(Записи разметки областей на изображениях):
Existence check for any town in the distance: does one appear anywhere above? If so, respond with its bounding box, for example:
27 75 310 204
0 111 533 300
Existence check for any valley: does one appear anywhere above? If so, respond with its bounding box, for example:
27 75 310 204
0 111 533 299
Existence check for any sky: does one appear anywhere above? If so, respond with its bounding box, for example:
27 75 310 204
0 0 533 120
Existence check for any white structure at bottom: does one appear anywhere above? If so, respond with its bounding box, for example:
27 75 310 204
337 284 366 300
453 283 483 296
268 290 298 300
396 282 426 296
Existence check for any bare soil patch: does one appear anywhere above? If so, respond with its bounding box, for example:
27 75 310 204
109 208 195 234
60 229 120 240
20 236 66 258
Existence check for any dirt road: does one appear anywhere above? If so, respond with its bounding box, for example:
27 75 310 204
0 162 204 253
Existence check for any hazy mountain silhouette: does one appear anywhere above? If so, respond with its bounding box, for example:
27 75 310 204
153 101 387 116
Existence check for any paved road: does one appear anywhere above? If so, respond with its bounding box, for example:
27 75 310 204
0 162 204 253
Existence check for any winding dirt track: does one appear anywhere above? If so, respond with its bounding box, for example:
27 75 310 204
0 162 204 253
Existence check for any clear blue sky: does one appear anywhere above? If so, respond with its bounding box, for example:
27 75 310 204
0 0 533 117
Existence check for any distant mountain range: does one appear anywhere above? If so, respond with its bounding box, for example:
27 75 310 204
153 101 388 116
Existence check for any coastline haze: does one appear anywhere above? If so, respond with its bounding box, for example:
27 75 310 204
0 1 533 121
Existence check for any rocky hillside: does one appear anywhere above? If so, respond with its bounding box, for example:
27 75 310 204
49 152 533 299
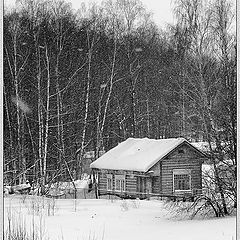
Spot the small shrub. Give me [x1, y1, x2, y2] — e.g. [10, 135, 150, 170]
[47, 198, 56, 216]
[120, 200, 129, 211]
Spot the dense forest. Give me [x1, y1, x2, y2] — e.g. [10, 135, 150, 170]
[3, 0, 237, 204]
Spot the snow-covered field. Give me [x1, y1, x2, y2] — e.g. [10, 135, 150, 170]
[4, 195, 236, 240]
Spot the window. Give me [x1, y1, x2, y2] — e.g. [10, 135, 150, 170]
[107, 174, 113, 190]
[173, 169, 191, 191]
[178, 149, 185, 154]
[115, 175, 125, 192]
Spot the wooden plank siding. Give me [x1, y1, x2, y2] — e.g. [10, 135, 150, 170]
[150, 142, 203, 195]
[98, 170, 137, 192]
[95, 143, 206, 196]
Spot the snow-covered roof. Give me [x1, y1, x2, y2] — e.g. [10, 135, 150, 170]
[90, 138, 204, 172]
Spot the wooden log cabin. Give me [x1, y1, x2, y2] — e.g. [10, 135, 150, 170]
[90, 138, 206, 199]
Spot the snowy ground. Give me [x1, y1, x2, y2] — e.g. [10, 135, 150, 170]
[4, 195, 236, 240]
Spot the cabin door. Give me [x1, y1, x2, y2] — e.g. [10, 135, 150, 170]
[137, 177, 146, 193]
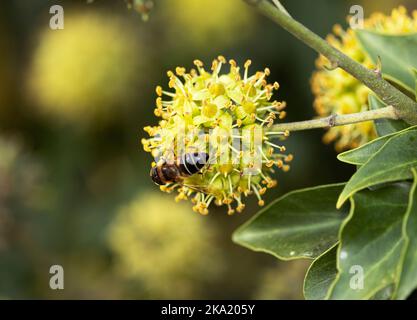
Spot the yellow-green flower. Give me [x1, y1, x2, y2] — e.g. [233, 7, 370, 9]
[311, 7, 417, 151]
[159, 0, 255, 51]
[142, 56, 292, 214]
[108, 193, 222, 299]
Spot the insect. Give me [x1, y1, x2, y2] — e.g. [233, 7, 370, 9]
[150, 152, 209, 185]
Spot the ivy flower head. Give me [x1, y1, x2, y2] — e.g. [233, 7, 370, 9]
[311, 7, 417, 151]
[142, 56, 292, 214]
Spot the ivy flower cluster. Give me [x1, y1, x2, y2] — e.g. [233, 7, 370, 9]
[142, 56, 293, 215]
[311, 7, 417, 151]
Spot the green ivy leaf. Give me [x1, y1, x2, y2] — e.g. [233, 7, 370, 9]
[337, 126, 417, 166]
[337, 130, 417, 208]
[396, 169, 417, 299]
[233, 184, 348, 260]
[370, 284, 395, 300]
[303, 246, 337, 300]
[368, 94, 409, 137]
[328, 183, 410, 300]
[355, 30, 417, 93]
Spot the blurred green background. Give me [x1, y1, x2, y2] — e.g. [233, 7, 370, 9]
[0, 0, 417, 299]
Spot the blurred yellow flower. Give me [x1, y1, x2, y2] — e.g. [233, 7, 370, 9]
[0, 25, 15, 119]
[29, 12, 146, 123]
[158, 0, 255, 50]
[108, 193, 221, 299]
[311, 7, 417, 151]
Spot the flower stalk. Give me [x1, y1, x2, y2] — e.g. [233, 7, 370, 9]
[271, 106, 399, 132]
[245, 0, 417, 125]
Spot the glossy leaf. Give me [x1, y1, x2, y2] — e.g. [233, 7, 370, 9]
[233, 184, 348, 260]
[397, 169, 417, 299]
[304, 246, 337, 300]
[337, 126, 417, 166]
[356, 30, 417, 93]
[328, 183, 410, 299]
[337, 130, 417, 208]
[368, 94, 409, 137]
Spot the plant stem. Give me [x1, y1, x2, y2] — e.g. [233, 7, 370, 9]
[245, 0, 417, 125]
[270, 106, 398, 132]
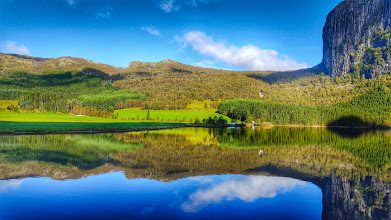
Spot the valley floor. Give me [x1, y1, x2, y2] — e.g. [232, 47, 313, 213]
[0, 109, 228, 133]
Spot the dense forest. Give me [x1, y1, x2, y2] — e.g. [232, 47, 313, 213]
[0, 50, 391, 126]
[218, 86, 391, 126]
[0, 72, 146, 117]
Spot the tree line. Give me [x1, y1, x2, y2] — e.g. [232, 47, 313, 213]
[218, 87, 391, 126]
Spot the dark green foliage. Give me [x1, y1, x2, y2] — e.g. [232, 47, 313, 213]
[218, 87, 391, 126]
[215, 128, 391, 169]
[204, 116, 227, 126]
[76, 89, 146, 111]
[0, 72, 146, 112]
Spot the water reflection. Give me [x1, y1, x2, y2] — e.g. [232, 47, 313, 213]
[182, 176, 305, 212]
[0, 128, 391, 219]
[0, 172, 322, 219]
[0, 179, 23, 193]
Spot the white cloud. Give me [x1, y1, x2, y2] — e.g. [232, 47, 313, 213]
[160, 0, 179, 13]
[66, 0, 76, 6]
[0, 179, 23, 193]
[95, 5, 113, 19]
[175, 31, 308, 71]
[159, 0, 219, 13]
[181, 176, 306, 212]
[141, 27, 160, 36]
[0, 41, 31, 55]
[191, 60, 215, 68]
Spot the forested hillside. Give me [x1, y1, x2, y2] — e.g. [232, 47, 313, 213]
[218, 86, 391, 127]
[0, 51, 391, 125]
[0, 72, 146, 117]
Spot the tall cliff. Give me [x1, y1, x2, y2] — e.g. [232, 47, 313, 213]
[322, 0, 391, 78]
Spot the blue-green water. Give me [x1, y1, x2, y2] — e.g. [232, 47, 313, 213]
[0, 128, 391, 219]
[0, 172, 322, 219]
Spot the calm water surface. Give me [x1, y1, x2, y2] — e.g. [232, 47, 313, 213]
[0, 128, 391, 219]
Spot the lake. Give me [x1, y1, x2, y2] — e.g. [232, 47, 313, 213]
[0, 128, 391, 219]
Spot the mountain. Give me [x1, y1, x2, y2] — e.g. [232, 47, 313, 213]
[0, 53, 123, 75]
[322, 0, 391, 78]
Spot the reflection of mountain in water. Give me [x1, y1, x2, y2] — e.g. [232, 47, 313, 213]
[0, 128, 391, 219]
[182, 176, 305, 212]
[322, 176, 391, 219]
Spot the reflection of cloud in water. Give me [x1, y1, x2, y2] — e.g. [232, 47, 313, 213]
[182, 176, 305, 212]
[0, 180, 23, 193]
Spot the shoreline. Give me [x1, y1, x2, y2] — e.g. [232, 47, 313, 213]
[0, 124, 244, 135]
[0, 121, 391, 135]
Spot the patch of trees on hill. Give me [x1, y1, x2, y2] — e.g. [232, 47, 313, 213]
[113, 73, 267, 110]
[218, 87, 391, 126]
[0, 72, 146, 117]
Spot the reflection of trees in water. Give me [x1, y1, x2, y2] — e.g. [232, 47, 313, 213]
[218, 128, 391, 169]
[0, 128, 391, 219]
[0, 134, 142, 168]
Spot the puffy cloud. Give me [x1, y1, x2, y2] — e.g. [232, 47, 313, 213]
[175, 31, 308, 71]
[0, 41, 31, 55]
[181, 176, 306, 212]
[141, 27, 160, 36]
[0, 179, 23, 193]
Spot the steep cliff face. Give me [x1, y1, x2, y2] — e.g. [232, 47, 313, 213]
[322, 0, 391, 77]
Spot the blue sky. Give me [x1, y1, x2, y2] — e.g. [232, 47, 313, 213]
[0, 0, 341, 70]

(Задача): Замените «dense forest» на «thick forest» в строках от строки с «Spot the glossy» до строки с «[0, 72, 146, 112]» включительно и выпишите только эти строки, ничего больше в них не меняя. Картинки в ответ не включайте.

(Решение):
Spot the glossy leaf. Give me [x1, y1, x2, y2] — e.g. [233, 7, 370, 9]
[233, 184, 348, 260]
[397, 169, 417, 299]
[304, 246, 337, 300]
[337, 126, 417, 166]
[356, 30, 417, 93]
[328, 183, 410, 299]
[337, 130, 417, 208]
[368, 94, 409, 137]
Spot the plant stem. Give me [x1, y1, x2, y2] — e.g. [233, 7, 370, 9]
[245, 0, 417, 125]
[270, 106, 398, 132]
Spot the valley floor. Give me [x1, y1, x2, y2] — e.g. [232, 47, 313, 213]
[0, 109, 228, 133]
Spot the thick forest. Give me [x1, y1, x2, y2] — e.g. [232, 47, 313, 213]
[0, 50, 391, 126]
[218, 86, 391, 126]
[0, 72, 146, 117]
Spot the tree line. Give me [x1, y1, x2, y2] — e.g. [232, 47, 313, 213]
[218, 87, 391, 126]
Spot the dark green foliage. Give me [x1, y1, x2, y2] — e.g. [232, 47, 313, 213]
[218, 87, 391, 126]
[215, 128, 391, 169]
[204, 116, 227, 126]
[76, 89, 146, 111]
[0, 72, 146, 112]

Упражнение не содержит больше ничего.